Directions for this task: Find the line with "form (362, 114)?" in the records below. Copy it and every line after it, up to and including the line with "Thank you for the photo. Could you please annotate the golden".

Material for the task:

==================================================

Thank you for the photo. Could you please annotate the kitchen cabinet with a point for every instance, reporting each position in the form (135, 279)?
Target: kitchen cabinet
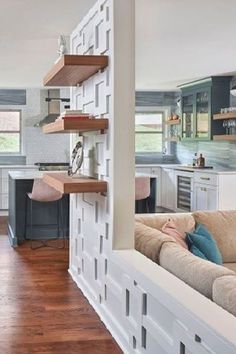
(4, 184)
(154, 171)
(200, 100)
(205, 197)
(205, 191)
(168, 188)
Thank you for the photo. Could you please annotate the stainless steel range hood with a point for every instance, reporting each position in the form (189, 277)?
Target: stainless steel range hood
(53, 101)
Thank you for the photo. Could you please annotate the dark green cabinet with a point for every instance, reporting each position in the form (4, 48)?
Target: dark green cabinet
(200, 100)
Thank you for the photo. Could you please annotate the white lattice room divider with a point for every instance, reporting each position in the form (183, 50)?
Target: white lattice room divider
(146, 308)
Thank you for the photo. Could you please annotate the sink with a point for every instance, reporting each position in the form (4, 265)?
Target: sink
(195, 167)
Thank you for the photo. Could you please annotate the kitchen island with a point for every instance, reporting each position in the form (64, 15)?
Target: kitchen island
(44, 214)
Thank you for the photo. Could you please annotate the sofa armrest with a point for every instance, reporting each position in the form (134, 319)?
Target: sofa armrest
(149, 241)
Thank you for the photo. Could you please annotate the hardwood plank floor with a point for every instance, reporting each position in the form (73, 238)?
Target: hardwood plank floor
(41, 308)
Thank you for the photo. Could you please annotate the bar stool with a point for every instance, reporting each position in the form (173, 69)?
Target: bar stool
(142, 192)
(43, 193)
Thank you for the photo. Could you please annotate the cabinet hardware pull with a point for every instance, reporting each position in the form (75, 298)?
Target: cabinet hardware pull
(197, 339)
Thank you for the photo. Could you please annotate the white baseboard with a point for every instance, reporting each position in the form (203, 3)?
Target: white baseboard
(104, 316)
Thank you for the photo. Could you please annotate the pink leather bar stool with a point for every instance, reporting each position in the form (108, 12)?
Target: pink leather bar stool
(142, 191)
(43, 193)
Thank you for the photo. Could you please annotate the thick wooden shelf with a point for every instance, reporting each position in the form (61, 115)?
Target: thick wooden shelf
(173, 121)
(67, 185)
(173, 139)
(228, 137)
(222, 116)
(73, 125)
(72, 70)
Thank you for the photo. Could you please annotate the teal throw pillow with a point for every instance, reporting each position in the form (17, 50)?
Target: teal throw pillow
(201, 243)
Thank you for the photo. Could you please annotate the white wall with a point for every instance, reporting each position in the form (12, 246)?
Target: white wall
(146, 308)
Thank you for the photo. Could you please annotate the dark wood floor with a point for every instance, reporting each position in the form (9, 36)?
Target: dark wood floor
(41, 308)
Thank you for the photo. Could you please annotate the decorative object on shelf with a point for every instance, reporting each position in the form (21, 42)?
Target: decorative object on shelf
(227, 110)
(230, 126)
(195, 159)
(173, 116)
(75, 115)
(62, 49)
(233, 91)
(76, 159)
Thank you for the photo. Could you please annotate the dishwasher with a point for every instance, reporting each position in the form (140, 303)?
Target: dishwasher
(184, 190)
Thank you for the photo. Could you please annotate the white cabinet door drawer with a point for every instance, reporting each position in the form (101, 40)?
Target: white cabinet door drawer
(206, 178)
(5, 172)
(4, 185)
(143, 170)
(4, 201)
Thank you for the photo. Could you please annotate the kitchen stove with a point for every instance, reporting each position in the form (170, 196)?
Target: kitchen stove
(52, 166)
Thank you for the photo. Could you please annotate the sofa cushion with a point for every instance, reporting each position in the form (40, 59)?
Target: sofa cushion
(184, 222)
(202, 244)
(196, 272)
(170, 229)
(149, 241)
(224, 293)
(222, 226)
(231, 266)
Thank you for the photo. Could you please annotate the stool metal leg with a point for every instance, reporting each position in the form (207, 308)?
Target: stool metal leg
(59, 222)
(43, 244)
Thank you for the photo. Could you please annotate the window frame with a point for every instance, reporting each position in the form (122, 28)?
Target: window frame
(165, 112)
(16, 153)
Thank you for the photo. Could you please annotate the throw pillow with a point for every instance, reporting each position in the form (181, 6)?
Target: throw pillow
(202, 244)
(169, 228)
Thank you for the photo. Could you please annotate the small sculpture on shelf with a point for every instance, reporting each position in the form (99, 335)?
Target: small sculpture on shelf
(77, 157)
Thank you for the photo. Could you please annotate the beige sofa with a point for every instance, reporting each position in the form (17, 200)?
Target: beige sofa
(214, 281)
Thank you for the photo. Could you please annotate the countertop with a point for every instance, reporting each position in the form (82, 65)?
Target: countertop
(223, 171)
(145, 174)
(26, 174)
(8, 167)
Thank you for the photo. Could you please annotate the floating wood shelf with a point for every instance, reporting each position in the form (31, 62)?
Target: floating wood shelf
(72, 70)
(229, 137)
(222, 116)
(173, 139)
(173, 121)
(67, 185)
(73, 125)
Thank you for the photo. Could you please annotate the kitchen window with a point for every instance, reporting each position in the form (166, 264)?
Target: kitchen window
(149, 132)
(10, 132)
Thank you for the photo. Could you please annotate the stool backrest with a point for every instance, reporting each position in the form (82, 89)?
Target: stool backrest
(142, 188)
(42, 192)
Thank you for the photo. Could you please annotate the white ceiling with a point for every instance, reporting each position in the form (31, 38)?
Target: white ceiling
(29, 30)
(179, 40)
(176, 40)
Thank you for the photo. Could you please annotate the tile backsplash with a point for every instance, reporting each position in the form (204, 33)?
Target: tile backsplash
(217, 154)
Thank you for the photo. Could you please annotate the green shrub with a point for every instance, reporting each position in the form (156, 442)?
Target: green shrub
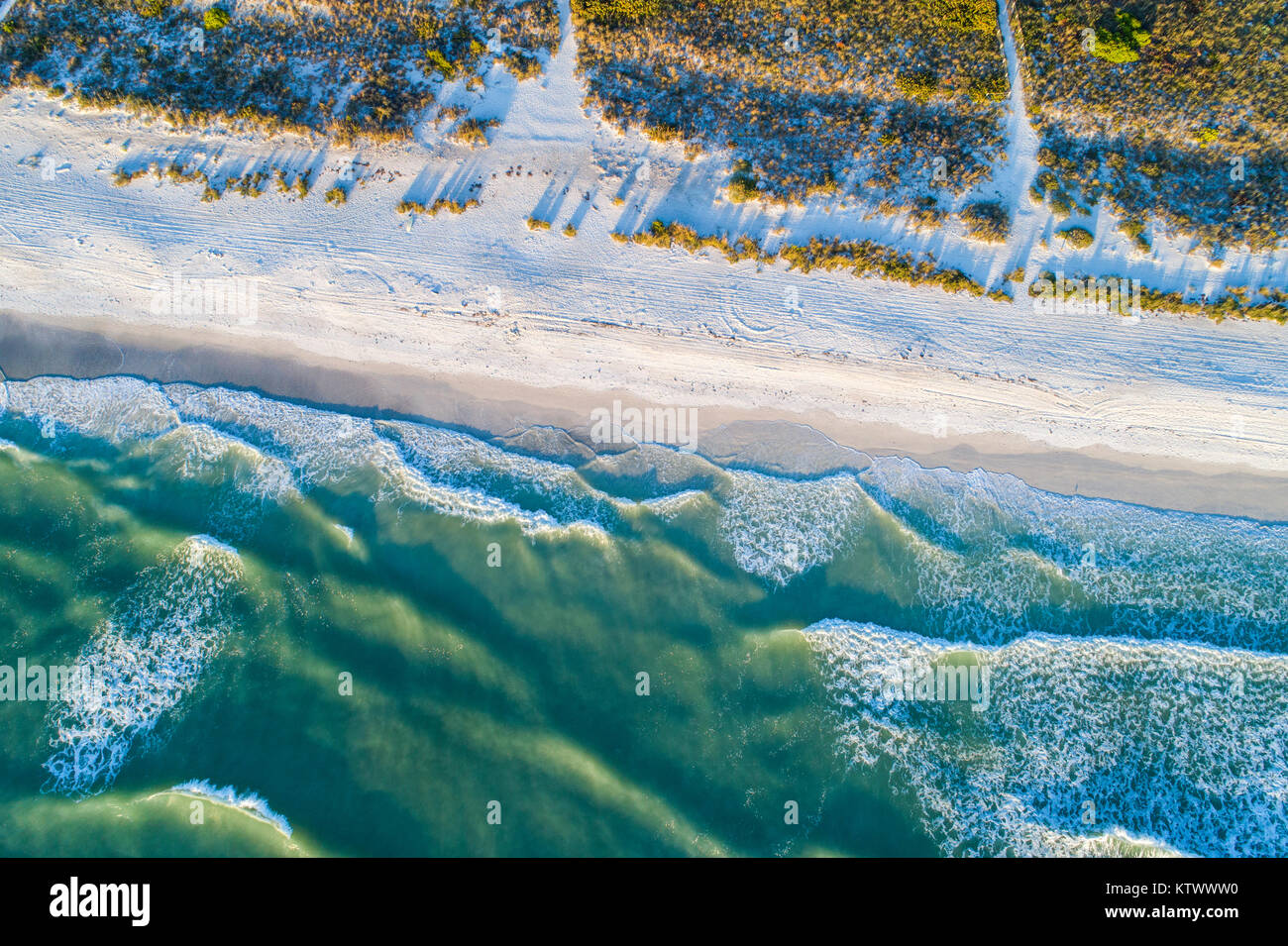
(1078, 236)
(439, 63)
(987, 222)
(917, 85)
(217, 18)
(614, 11)
(1122, 43)
(743, 184)
(995, 88)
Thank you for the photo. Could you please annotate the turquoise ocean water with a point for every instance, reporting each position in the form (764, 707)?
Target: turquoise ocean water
(355, 636)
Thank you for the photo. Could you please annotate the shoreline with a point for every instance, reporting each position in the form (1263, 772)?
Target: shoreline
(768, 438)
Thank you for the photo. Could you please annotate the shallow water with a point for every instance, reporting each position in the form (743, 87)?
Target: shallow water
(228, 564)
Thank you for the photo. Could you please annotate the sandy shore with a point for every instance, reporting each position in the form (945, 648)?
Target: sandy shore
(768, 438)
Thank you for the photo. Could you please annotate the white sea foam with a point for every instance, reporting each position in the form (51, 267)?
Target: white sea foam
(200, 452)
(991, 547)
(780, 528)
(1175, 745)
(143, 662)
(228, 795)
(110, 408)
(333, 450)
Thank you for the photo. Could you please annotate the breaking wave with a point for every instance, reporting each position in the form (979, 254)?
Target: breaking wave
(141, 665)
(228, 795)
(1164, 745)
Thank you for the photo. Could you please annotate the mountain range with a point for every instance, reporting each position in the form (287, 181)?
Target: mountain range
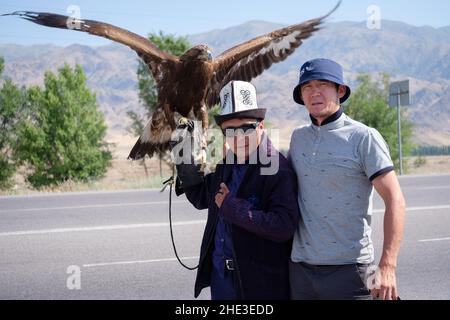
(420, 54)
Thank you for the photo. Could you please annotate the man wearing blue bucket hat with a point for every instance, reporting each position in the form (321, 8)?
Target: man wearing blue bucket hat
(338, 162)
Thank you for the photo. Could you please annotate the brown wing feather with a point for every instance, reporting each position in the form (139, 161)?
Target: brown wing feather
(151, 54)
(249, 59)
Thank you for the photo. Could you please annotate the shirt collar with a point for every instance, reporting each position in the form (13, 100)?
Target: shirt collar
(335, 116)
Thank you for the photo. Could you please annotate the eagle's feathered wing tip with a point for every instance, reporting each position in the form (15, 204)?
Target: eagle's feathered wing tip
(332, 10)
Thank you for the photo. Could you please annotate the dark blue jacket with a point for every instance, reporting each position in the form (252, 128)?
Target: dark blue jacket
(263, 216)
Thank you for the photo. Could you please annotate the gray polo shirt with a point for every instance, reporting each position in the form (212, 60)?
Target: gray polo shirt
(335, 164)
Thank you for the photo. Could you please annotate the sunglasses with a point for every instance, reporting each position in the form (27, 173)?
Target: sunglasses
(243, 128)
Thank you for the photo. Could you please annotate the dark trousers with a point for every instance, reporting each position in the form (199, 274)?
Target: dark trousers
(343, 282)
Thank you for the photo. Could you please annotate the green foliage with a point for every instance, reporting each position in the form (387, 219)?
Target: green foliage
(368, 104)
(12, 101)
(64, 139)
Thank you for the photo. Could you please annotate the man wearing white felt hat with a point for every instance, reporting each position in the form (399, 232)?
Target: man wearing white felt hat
(252, 216)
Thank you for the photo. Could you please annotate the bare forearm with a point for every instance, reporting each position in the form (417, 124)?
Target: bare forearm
(394, 221)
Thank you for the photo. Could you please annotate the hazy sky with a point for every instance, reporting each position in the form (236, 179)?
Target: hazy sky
(191, 17)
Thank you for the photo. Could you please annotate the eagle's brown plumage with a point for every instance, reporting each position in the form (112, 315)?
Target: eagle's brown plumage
(188, 84)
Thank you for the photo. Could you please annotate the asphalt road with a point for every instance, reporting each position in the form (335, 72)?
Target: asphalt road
(116, 245)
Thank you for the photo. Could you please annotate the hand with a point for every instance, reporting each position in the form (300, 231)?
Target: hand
(221, 194)
(387, 288)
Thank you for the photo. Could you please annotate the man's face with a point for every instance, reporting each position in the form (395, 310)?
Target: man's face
(321, 98)
(243, 136)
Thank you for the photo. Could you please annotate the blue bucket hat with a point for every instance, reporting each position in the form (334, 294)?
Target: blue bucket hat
(320, 69)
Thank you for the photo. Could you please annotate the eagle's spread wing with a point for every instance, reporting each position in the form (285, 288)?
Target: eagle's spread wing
(249, 59)
(151, 54)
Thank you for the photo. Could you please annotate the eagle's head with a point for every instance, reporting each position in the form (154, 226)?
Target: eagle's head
(198, 53)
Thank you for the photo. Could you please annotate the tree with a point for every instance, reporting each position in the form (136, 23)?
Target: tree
(12, 101)
(64, 138)
(369, 105)
(148, 95)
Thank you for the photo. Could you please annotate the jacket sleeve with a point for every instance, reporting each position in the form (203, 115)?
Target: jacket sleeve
(279, 222)
(199, 194)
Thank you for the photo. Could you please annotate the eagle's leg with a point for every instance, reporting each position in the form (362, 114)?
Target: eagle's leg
(202, 115)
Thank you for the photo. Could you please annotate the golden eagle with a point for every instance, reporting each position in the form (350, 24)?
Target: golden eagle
(188, 84)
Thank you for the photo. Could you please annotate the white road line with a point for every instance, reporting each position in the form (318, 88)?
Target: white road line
(94, 206)
(100, 228)
(433, 240)
(433, 188)
(409, 209)
(90, 265)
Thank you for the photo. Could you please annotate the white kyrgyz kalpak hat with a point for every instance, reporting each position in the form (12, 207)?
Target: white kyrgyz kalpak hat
(238, 101)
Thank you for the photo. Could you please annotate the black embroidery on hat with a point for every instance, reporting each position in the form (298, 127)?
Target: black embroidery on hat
(246, 97)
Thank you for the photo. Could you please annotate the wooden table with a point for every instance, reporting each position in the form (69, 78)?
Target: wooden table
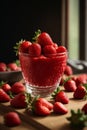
(51, 122)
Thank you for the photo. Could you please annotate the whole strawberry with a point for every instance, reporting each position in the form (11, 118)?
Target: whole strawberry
(81, 79)
(42, 107)
(80, 92)
(70, 85)
(49, 50)
(4, 97)
(12, 119)
(19, 101)
(5, 86)
(59, 108)
(68, 70)
(84, 108)
(34, 49)
(44, 39)
(77, 119)
(23, 46)
(60, 96)
(3, 67)
(17, 87)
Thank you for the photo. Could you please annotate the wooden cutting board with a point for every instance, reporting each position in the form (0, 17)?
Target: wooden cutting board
(51, 122)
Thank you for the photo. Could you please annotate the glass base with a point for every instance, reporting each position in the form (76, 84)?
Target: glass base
(43, 91)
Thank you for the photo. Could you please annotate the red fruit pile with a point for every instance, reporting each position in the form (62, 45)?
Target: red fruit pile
(12, 66)
(42, 45)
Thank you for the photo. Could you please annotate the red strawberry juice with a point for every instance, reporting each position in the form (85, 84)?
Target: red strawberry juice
(42, 74)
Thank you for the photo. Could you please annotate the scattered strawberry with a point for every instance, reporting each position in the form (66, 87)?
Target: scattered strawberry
(80, 92)
(42, 107)
(61, 49)
(44, 39)
(59, 108)
(34, 49)
(12, 119)
(49, 49)
(12, 66)
(81, 79)
(24, 46)
(19, 101)
(18, 87)
(77, 119)
(84, 108)
(60, 96)
(6, 87)
(3, 67)
(70, 85)
(4, 97)
(68, 70)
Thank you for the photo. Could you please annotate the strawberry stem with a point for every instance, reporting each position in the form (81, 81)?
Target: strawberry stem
(37, 33)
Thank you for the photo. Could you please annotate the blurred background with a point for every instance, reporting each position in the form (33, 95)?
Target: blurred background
(64, 20)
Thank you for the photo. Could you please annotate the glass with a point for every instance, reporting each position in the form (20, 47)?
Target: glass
(42, 74)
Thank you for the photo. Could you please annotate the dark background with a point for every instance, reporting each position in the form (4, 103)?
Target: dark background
(19, 19)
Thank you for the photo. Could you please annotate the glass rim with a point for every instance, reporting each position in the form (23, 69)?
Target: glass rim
(46, 55)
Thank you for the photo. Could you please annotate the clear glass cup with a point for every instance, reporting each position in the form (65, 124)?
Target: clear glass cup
(42, 74)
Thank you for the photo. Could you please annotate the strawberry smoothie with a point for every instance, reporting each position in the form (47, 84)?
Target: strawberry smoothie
(42, 74)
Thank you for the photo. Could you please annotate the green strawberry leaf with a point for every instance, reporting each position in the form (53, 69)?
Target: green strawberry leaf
(37, 33)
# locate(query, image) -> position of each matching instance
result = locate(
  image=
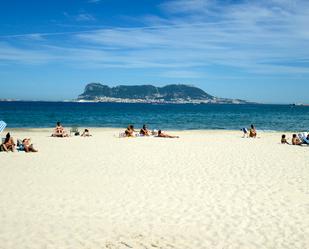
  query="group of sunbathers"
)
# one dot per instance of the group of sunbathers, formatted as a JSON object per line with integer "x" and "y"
{"x": 59, "y": 131}
{"x": 300, "y": 139}
{"x": 22, "y": 145}
{"x": 144, "y": 131}
{"x": 251, "y": 133}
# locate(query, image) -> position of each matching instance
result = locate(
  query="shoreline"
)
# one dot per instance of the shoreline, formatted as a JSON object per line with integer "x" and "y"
{"x": 207, "y": 189}
{"x": 119, "y": 129}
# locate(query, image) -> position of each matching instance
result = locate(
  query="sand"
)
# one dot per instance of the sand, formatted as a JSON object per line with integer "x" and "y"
{"x": 208, "y": 189}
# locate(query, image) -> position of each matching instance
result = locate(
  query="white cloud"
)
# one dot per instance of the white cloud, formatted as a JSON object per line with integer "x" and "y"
{"x": 85, "y": 17}
{"x": 260, "y": 37}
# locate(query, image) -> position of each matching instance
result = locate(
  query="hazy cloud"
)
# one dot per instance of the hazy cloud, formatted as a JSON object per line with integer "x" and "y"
{"x": 260, "y": 37}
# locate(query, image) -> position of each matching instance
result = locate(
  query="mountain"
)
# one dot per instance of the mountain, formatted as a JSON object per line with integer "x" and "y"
{"x": 150, "y": 94}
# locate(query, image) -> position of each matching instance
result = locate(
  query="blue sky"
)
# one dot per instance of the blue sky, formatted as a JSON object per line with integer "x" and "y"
{"x": 253, "y": 50}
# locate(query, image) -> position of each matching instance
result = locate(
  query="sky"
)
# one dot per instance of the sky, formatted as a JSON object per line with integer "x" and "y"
{"x": 257, "y": 50}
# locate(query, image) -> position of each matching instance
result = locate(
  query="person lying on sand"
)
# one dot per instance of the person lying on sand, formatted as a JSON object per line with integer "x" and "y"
{"x": 86, "y": 133}
{"x": 8, "y": 144}
{"x": 129, "y": 131}
{"x": 28, "y": 146}
{"x": 252, "y": 132}
{"x": 295, "y": 140}
{"x": 245, "y": 132}
{"x": 59, "y": 131}
{"x": 161, "y": 134}
{"x": 283, "y": 139}
{"x": 144, "y": 131}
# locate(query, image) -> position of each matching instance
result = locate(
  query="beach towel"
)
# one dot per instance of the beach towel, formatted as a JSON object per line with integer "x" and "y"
{"x": 2, "y": 125}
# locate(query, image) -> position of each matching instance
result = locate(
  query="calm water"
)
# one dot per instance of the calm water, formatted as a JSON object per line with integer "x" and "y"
{"x": 45, "y": 114}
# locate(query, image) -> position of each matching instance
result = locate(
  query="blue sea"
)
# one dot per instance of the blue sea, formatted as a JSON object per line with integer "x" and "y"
{"x": 161, "y": 116}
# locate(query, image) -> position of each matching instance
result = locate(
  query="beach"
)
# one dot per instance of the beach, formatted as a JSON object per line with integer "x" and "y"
{"x": 207, "y": 189}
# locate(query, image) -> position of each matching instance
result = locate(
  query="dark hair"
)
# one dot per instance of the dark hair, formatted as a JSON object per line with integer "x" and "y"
{"x": 7, "y": 137}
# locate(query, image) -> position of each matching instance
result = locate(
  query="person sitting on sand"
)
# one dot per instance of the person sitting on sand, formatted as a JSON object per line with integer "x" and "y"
{"x": 144, "y": 131}
{"x": 245, "y": 131}
{"x": 86, "y": 133}
{"x": 161, "y": 134}
{"x": 295, "y": 140}
{"x": 252, "y": 132}
{"x": 283, "y": 139}
{"x": 59, "y": 131}
{"x": 28, "y": 146}
{"x": 8, "y": 144}
{"x": 129, "y": 131}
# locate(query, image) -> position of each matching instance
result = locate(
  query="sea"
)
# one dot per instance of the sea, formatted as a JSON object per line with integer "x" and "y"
{"x": 155, "y": 116}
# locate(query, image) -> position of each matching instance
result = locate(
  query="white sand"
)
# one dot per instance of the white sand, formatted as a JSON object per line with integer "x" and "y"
{"x": 208, "y": 189}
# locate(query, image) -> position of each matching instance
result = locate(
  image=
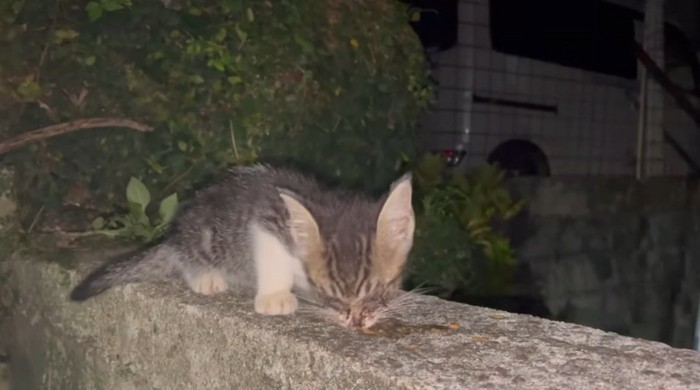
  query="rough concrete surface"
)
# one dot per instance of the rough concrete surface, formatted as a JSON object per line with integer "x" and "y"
{"x": 165, "y": 337}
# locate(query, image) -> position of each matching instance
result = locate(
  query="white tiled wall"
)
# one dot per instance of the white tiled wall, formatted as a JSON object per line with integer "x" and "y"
{"x": 594, "y": 131}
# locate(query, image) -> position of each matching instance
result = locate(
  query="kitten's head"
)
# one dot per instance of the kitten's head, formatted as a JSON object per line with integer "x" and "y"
{"x": 354, "y": 255}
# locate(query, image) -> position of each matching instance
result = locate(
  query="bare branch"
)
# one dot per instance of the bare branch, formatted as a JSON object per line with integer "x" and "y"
{"x": 68, "y": 127}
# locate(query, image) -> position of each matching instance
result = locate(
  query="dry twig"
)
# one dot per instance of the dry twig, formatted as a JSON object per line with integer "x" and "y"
{"x": 68, "y": 127}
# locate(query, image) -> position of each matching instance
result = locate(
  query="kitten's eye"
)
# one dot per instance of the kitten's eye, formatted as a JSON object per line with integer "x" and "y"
{"x": 336, "y": 304}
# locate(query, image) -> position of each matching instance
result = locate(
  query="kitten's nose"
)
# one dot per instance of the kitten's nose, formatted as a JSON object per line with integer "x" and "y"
{"x": 357, "y": 319}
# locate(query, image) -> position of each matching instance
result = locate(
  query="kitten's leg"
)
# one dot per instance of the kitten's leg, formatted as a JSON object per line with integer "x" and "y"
{"x": 202, "y": 278}
{"x": 274, "y": 267}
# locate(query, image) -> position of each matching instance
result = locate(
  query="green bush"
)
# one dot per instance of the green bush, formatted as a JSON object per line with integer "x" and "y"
{"x": 336, "y": 86}
{"x": 457, "y": 245}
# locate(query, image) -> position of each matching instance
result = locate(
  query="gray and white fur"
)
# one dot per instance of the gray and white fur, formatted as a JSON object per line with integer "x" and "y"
{"x": 278, "y": 231}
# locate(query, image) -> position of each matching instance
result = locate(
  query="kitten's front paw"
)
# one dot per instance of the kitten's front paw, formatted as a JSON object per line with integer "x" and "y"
{"x": 208, "y": 283}
{"x": 278, "y": 303}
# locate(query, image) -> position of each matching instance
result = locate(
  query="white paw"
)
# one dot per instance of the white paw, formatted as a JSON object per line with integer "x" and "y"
{"x": 208, "y": 283}
{"x": 277, "y": 303}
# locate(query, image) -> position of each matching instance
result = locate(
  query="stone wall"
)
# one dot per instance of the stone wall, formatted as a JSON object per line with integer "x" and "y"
{"x": 613, "y": 253}
{"x": 166, "y": 337}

==================================================

Task answer:
Thank you for the photo. Could you please annotate the eagle's leg with a point for every instance, reporting each position in the form (362, 114)?
Target: eagle's leg
(202, 115)
Thank you for the photo. Could you please annotate the golden eagle with a point for every instance, reporting each position in the form (350, 24)?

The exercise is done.